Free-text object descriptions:
= = =
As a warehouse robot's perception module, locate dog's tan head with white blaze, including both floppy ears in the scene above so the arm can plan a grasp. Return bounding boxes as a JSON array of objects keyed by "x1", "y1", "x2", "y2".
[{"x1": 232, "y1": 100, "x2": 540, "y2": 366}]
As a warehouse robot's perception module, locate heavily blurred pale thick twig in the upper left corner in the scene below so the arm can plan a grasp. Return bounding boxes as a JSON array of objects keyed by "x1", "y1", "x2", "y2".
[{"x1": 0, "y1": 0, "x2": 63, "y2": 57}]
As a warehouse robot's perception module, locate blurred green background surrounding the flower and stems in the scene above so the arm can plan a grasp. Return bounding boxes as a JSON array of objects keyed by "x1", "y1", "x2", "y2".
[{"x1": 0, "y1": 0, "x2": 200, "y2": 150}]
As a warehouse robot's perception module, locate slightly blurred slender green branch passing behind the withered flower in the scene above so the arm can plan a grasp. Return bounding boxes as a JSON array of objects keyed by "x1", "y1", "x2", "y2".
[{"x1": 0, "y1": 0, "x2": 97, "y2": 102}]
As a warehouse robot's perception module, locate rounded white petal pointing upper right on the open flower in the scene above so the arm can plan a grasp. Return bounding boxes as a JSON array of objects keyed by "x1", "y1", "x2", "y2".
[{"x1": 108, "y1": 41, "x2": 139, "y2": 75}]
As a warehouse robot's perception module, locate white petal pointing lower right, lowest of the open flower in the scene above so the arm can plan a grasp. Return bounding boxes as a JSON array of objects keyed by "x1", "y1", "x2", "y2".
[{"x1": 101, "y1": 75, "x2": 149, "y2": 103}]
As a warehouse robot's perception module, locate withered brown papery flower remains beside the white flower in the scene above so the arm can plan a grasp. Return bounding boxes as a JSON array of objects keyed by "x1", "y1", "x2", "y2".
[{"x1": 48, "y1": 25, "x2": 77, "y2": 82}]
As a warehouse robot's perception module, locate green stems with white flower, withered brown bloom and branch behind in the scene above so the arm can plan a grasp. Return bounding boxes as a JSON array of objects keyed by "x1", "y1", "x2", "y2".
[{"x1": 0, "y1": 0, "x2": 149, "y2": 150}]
= = =
### Exercise
Repeat the data above starting at the line with "As a warehouse robot's perception module, locate green" and ending at its last line, exactly, with no other lines.

### Answer box
As a warehouse robot's perception module, locate green stems with white flower, withered brown bloom and branch behind in the scene above so the arm can plan a grasp. Return bounding boxes as a JSON array of objects keyed by "x1", "y1", "x2", "y2".
[{"x1": 0, "y1": 0, "x2": 149, "y2": 150}]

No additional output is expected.